STORED ROWS:
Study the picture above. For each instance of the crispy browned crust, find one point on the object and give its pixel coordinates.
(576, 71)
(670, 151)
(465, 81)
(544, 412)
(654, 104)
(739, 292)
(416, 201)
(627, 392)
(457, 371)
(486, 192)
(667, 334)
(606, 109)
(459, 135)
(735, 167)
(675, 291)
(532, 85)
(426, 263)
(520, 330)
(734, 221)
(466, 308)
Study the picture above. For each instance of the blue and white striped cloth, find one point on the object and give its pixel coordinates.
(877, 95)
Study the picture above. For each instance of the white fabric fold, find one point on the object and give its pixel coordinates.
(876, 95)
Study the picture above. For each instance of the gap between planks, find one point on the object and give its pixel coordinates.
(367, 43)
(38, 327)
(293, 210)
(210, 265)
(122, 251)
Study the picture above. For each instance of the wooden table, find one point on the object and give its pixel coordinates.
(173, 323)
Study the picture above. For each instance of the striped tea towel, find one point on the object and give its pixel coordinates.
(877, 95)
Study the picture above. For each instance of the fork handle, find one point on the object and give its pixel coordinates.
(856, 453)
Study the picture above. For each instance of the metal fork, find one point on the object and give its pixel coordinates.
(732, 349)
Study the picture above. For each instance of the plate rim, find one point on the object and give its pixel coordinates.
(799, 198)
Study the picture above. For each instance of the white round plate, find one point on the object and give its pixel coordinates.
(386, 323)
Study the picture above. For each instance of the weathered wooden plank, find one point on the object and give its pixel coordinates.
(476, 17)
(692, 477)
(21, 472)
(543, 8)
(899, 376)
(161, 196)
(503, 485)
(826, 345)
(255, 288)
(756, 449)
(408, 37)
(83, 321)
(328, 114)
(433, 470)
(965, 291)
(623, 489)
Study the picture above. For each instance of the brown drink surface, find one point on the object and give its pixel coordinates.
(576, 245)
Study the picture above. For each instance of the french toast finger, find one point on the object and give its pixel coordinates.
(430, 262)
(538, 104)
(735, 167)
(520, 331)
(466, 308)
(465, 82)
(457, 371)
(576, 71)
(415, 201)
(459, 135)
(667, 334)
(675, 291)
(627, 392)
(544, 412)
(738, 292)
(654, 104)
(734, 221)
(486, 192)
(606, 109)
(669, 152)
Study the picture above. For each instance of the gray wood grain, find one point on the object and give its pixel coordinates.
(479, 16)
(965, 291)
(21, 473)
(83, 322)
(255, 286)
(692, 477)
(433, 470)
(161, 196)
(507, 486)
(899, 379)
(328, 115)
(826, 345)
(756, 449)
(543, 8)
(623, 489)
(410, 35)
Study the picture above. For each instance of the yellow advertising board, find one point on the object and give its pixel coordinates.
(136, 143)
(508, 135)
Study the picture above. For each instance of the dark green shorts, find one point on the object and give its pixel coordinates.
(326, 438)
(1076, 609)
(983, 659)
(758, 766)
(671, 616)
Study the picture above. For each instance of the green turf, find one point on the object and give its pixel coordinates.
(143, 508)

REQUIREMENTS: Copy the data above exactly. Every line must be included.

ANSWER TO THE TASK:
Study the picture above. For each instance of the crispy browned crust, find one point on the object and give its pixel coordinates.
(576, 71)
(670, 151)
(465, 81)
(544, 412)
(654, 104)
(739, 292)
(416, 201)
(627, 392)
(457, 371)
(486, 192)
(667, 334)
(606, 109)
(459, 135)
(735, 167)
(675, 291)
(532, 85)
(426, 263)
(520, 330)
(734, 221)
(466, 308)
Study the picture above. For each instance of the blue and white striped cloth, find one point on the object and give its pixel coordinates.
(877, 95)
Study the picture above. For each instance of the white fabric fold, find one point on the object and give its pixel coordinates.
(876, 95)
Study the picture above. For each instance of the gap between planks, find one point on the object and give its pixel coordinates.
(367, 43)
(38, 327)
(293, 210)
(210, 265)
(122, 251)
Study the picture above. For each instance of the wooden table, find one point on the object and give its pixel coordinates.
(173, 323)
Study the picture above. For each instance of the striped tea towel, find one point on the object and give its pixel coordinates.
(877, 95)
Study the picture above. For each instance of the fork handle, find one point on the object and give its pixel coordinates.
(856, 453)
Study the picture above. For each instance of the metal fork, find one point on the object and give its pixel coordinates.
(732, 349)
Study the picture above. For each instance of the plate rim, find one point on the object and give its pixel coordinates.
(799, 198)
Study the picture above. For each instance of the white round plate, find one point on the object and give its pixel coordinates.
(386, 323)
Study the picture above. For each instance of the weathered wooden plank, find one point on the object and give its pixel coordinates.
(476, 17)
(692, 477)
(21, 472)
(543, 8)
(899, 376)
(161, 196)
(503, 485)
(826, 345)
(255, 288)
(756, 449)
(408, 37)
(83, 321)
(328, 114)
(433, 470)
(965, 291)
(623, 489)
Study the picture above. For each instance of the brown drink surface, find one point on the object and give its pixel coordinates.
(576, 245)
Study the picture above. For each instance of the french toast finger, find one point on the object and give its pixel coordinates.
(430, 262)
(538, 104)
(735, 167)
(520, 331)
(466, 308)
(465, 82)
(457, 371)
(576, 71)
(415, 201)
(459, 135)
(667, 334)
(675, 291)
(627, 392)
(544, 412)
(738, 292)
(654, 104)
(734, 221)
(486, 192)
(606, 109)
(669, 152)
Study the picture above. For each instance of the gray wood grain, find one point on the object and give its pixel coordinates.
(479, 16)
(965, 291)
(21, 473)
(83, 322)
(255, 286)
(692, 477)
(433, 470)
(161, 196)
(507, 486)
(899, 379)
(328, 115)
(826, 345)
(756, 449)
(543, 8)
(623, 489)
(410, 35)
Study the picture above. For each instance of the yellow advertising board, find one point on the object and give its pixel coordinates.
(136, 143)
(508, 135)
Study the picture above. For each instance of the dark green shorts, find one point on the object and give its pixel coordinates.
(326, 438)
(1076, 609)
(983, 659)
(758, 766)
(671, 616)
Study the picture above. For each instance of the green turf, find one point on the object and give its pixel coordinates.
(143, 508)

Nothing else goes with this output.